— Begin Input —

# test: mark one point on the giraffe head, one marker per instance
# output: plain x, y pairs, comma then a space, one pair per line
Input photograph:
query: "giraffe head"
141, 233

— End Input —
— Begin Input —

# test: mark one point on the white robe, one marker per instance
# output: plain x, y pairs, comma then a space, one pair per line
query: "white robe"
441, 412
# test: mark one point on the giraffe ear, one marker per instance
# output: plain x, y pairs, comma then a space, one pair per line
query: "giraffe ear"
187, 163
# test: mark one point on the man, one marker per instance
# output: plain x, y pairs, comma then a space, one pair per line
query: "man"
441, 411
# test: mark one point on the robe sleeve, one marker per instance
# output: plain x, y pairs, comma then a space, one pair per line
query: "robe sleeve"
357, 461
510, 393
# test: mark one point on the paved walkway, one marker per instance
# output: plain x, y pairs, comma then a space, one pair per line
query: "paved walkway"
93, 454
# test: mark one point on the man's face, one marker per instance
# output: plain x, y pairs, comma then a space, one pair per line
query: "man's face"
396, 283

— End Input —
— Begin Input —

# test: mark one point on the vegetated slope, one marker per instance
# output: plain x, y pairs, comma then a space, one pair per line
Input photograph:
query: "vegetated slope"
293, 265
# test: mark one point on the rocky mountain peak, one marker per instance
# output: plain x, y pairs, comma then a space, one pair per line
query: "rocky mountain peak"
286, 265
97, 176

— End Input —

Find every line in the rows above that contains the string "robe" and copy each of those lines. Treat uppercase and lowercase letters as different.

[Worked answer]
# test: mark one point on the white robe, one marker per instance
query: "white robe"
# test: mark one point on the robe sleeve, one marker per instance
query: "robe sleeve"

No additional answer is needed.